- _YOUR GOAL_:
Should an entry contain an image, leave the image out and repeat the entry's text exactly.

[Start of Attachment]

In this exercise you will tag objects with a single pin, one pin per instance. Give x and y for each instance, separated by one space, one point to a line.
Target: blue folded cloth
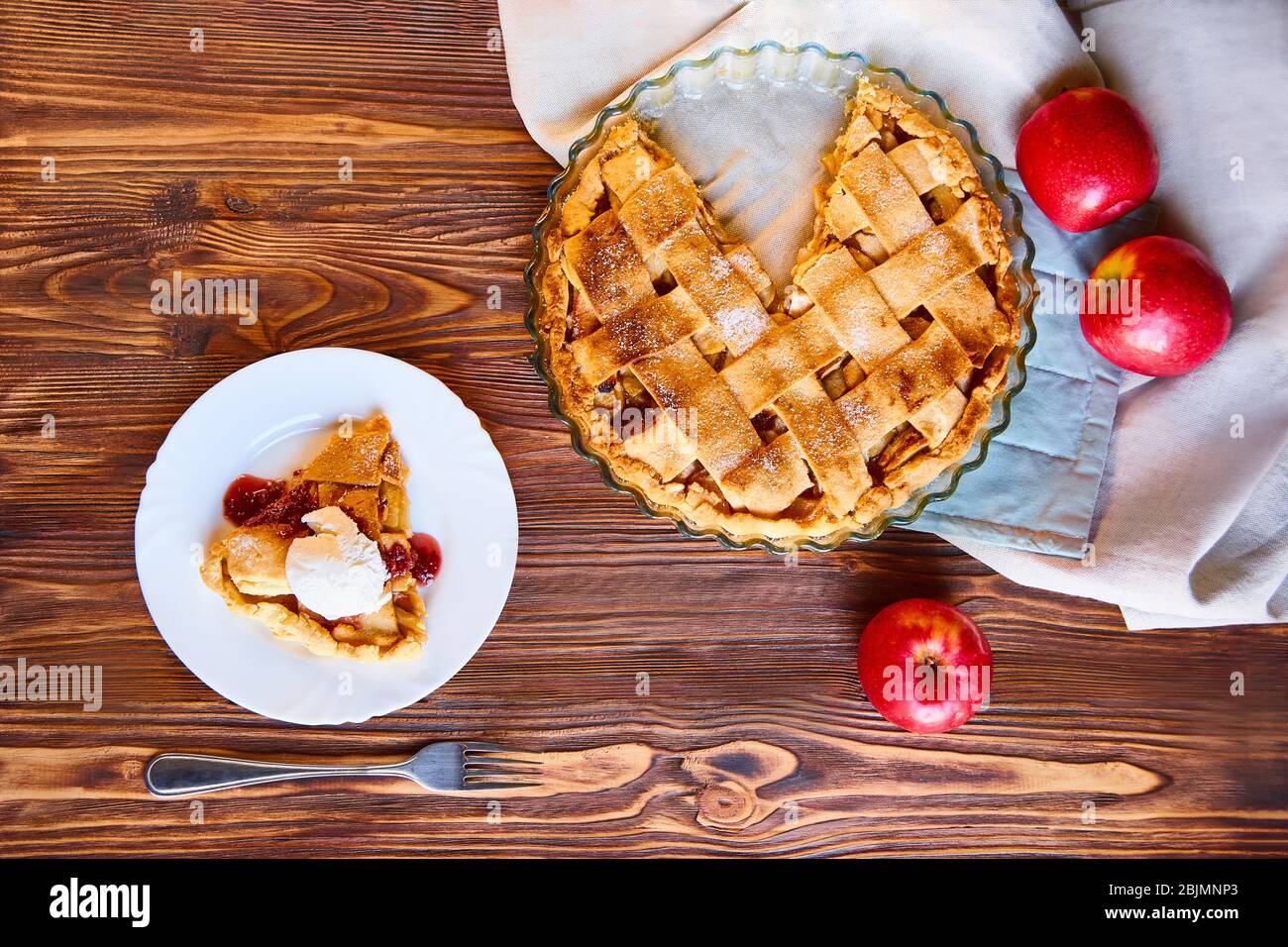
1037 488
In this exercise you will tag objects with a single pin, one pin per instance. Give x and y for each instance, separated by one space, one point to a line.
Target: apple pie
327 557
795 415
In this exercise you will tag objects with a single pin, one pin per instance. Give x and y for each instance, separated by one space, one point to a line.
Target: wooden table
754 735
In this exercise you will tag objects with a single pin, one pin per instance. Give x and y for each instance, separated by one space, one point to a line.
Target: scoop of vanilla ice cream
338 571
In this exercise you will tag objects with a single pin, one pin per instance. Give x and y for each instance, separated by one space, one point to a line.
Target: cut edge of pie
797 416
362 474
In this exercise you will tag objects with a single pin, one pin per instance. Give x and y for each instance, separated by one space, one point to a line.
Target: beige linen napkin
1190 525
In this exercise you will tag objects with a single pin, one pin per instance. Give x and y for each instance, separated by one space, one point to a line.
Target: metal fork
438 767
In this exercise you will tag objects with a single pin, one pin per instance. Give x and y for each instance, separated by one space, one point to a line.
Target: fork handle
188 774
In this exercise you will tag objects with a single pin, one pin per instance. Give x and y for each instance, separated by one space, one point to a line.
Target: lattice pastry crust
795 416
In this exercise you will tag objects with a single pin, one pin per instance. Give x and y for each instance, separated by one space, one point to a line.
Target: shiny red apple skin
922 630
1087 158
1184 312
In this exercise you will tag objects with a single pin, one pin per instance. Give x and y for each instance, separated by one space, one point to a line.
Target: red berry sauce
428 558
248 495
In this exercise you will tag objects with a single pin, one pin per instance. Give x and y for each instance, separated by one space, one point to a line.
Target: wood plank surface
754 735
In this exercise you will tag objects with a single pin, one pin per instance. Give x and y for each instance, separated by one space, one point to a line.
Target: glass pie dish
791 102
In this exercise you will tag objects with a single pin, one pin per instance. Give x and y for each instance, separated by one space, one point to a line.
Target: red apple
1155 305
1086 158
923 665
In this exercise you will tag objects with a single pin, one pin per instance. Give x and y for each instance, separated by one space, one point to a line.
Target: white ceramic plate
267 420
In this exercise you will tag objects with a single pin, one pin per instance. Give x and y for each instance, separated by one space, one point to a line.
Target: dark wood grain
754 736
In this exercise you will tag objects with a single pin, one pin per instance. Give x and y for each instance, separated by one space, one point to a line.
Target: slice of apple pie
326 557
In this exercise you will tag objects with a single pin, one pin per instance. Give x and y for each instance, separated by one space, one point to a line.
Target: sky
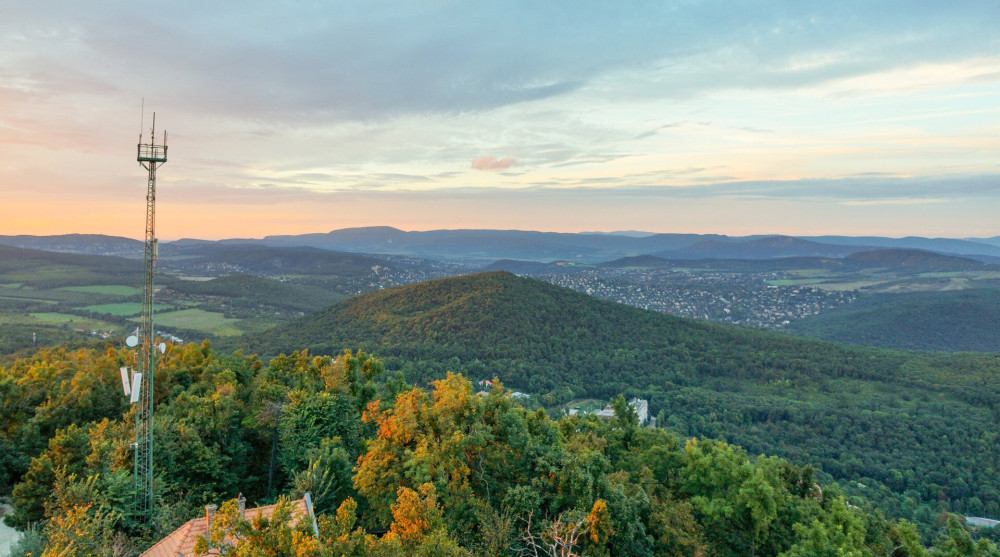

[End of Attachment]

- _SOLVED PROBLEM_:
In this exercise you will tag objects with a single pin, one pin per instance. Give x and y for each instance, separated by one space, one point to a line.
Target: blue folded cloth
1037 488
In this exercise you will tag objects with a single pin, one pin per instance. Give x and y for each instance, separated by one space, one point to a line.
Target: apple pie
327 557
795 415
In this exercise you will tag objects with a single pin, one pin per instance. Give x and y for each instance, separated by one space, one point to a line.
Target: wooden table
754 735
In this exercise you will tag objects with a single pin, one pin per instance. Give x and y for each instance, separated by one space, one point to a line.
Target: scoop of vanilla ice cream
338 571
In this exercise you will tag objects with a single pin, one pin per instance. Give x and y for each instance, separated by one space, one point to a line.
Target: cut edge of pie
797 416
362 474
In this exercise you will tag objects with a single pin, one pin per instance. Give x and y for each instance, separated by one space, one point to a line.
Target: beige linen napkin
1190 525
In this exercise you will tag objects with a single pin, one pin per instance. Give x and y for each instance, separated by one space, one point to a line.
Target: metal fork
438 767
In this exercise you will tag objects with a single pin, one pin per instance. Give x and y for each instance, separated by one space, one point to a line.
Target: fork handle
188 774
In this exercise you will tag objects with a single pin, one pin per instance. Give x and y for each instance, separated by one space, one point to a line.
Target: lattice pastry crust
795 416
In this exercise you will tag objects with a single pin, one pin per instance. Give x and y for each instance, separated by one space, one point to a line.
Target: shiny red apple skin
922 630
1087 158
1184 312
In this exercise you will tag objects with a single pin, one pin per instance. Give x and y for each instance, separated by one space, one point to a line.
Target: red berry sauce
428 558
248 495
In this exercise you will tag objects with a single pin, one pin per instance. Give x and y for each instance, separated by one space, one point to a line.
Target: wood plank surface
754 735
In this exercise you will tag objects with a single pin, one pin per instance. Give x and y for each instance, separated by one space, one point to a line.
Target: glass pie dish
791 102
In this exercise you will tag objects with a single pin, one pin per instance. Give x and y for each instance, separated by one space, one point to a line.
Target: red apple
1155 305
1086 158
923 665
In this exercise you will tag objects with a single pin, one pin per instance. Give x and y for each instance, separated by one space, one point to a line.
Target: white ceramic plate
267 420
In this exercise you will tag objects with a single pin, one pin per instance. Give x and y for each instance, separated by one space, one point to a line.
Target: dark wood grain
754 736
In this exercise you will tag objects with a single pin, one pin per instance. Give x and y for each instance, separated by one space, one point to a line.
Target: slice of apple pie
326 557
In this exercise you will tag objects with a single pin, one pin per instance. Give x and y for each instance, separated by one space, one point to a line.
Target: sky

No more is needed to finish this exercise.